Image point grounding data:
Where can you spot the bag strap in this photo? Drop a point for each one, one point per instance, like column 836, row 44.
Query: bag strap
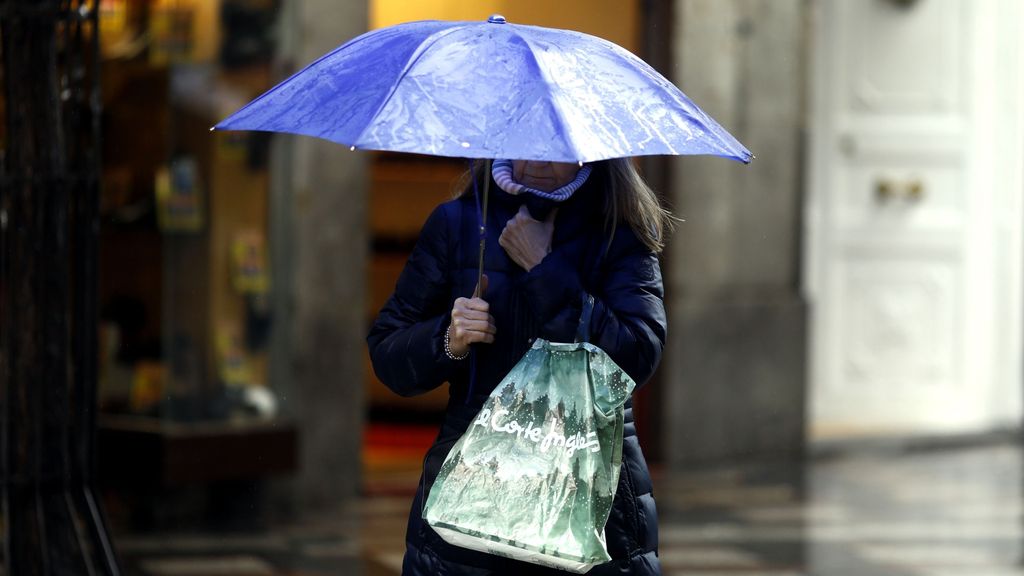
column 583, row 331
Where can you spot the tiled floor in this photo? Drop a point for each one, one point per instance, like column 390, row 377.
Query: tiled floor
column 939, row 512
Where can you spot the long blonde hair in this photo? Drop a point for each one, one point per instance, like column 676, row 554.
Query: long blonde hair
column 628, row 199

## Task description
After identifying the lines above that contain "this", copy each one.

## Response below
Where can you spot the bag strap in this photo? Drop a point for each one, one point per instance, like column 836, row 44.
Where can you spot the tiled floor in this photo? Drop a point for each one, one point per instance, like column 390, row 377.
Where can you spot the long blonde hair in this photo? Drop a point for each one, one point per instance, like column 676, row 554.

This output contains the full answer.